◆ **EXCERPT**
The original analysis of this large randomised trial identified (in the multivariate analysis) WHO PS as the only key factor predicting survival in this population (Smit et al, 2003). (Smit et al, 2003) showed that patients with WHO PS 0–1 had a median survival of 8.5 months, whereas those with WHO PS 2 had a median survival of 3.3 months (P<0.001). In our analysis and also that of (Efficace et al, 2006), on the subgroup of patients with HRQoL data, female gender also predicted higher OS. A previously published analysis of 2531 advanced NSCLC patients also showed that female gender and good WHO PS were favourable independent prognostic factors for survival (Albain et al, 1991).

However, (Smit et al, 2003) analysis did not include HRQoL variables. The present analysis identified patients’ self-reported physical functioning (at baseline), pain (at baseline and change from baseline to cycle 1) and social function (change from baseline to cycle 2) as further prognostic factors for survival. We should note that the magnitude of the HRs of the EORTC QLQ-C30 and LC13 scales are smaller than those for the (categorised) clinical variables. The finding of physical functioning and pain predicting survival in lung cancer has previously been reported (Ganz et al, 1991; Herndon et al, 1999; Movsas et al, 2009).

However, we observed a counter-intuitive finding in the univariate analysis: self-reported improvement over time (for the functional scales and global health status) was associated with a higher risk of death. (Braun et al, 2011a) also reported that an improvement in social functioning at 3 months was independently associated with a worse survival. Change score analyses can be biased by floor and ceiling effects at baseline, as those with extreme scores cannot improve or deteriorate beyond the maximum or minimum scores. In our sample, patients who reported a high level of symptoms at trial entry had a poor prognosis, but tended to report better outcomes over time (either through concomitant care, habituation or statistical regression to the mean). The reverse was seen in patients entering the trial with very good self-reported scores.

◆ **EXERCISE INSTRUCTIONS**
#1 Answer these questions from the lung cancer survival excerpt:
(a) What median survival did Smit et al, 2003 report for patients with WHO PS 2?
(b) How many advanced NSCLC patients were in the analysis published by Albain et al, 1991?
(c) What did Braun et al, 2011a report about an improvement in social functioning at 3 months?
#2 List every cited study in the lung cancer survival excerpt, giving authors and year as written.
The listing that comes after this survival analysis has no connection to it.

◆ **SUPPLIED DATA**
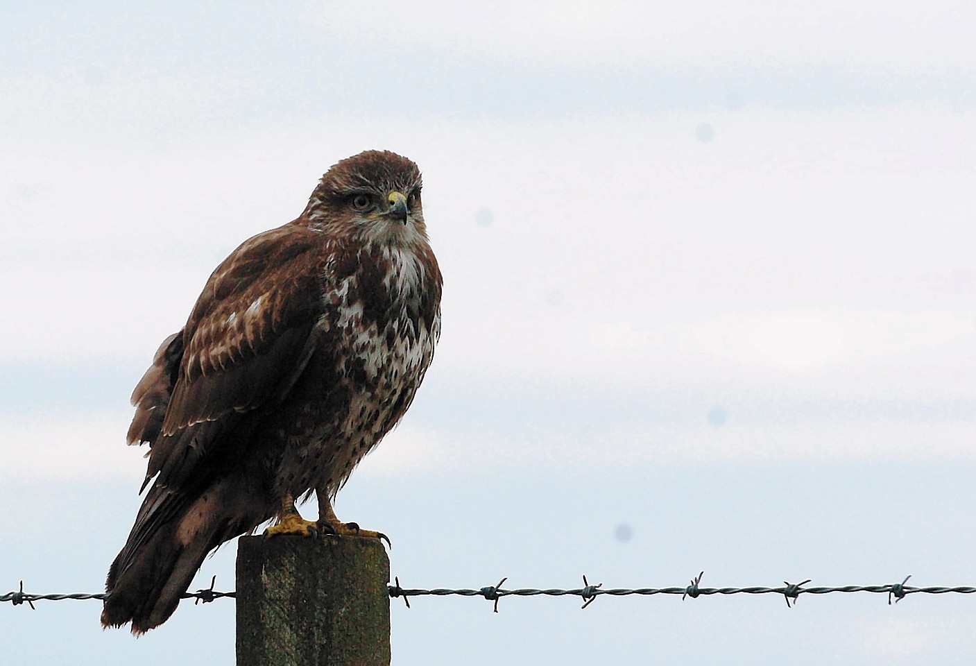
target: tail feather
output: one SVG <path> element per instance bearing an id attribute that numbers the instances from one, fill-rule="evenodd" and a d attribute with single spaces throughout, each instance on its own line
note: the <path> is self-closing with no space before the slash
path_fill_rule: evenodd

◆ **ANSWERS GIVEN**
#1
(a) 3.3 months.
(b) 2531.
(c) It was independently associated with a worse survival.

#2
Smit et al, 2003
Efficace et al, 2006
Albain et al, 1991
Ganz et al, 1991
Herndon et al, 1999
Movsas et al, 2009
Braun et al, 2011a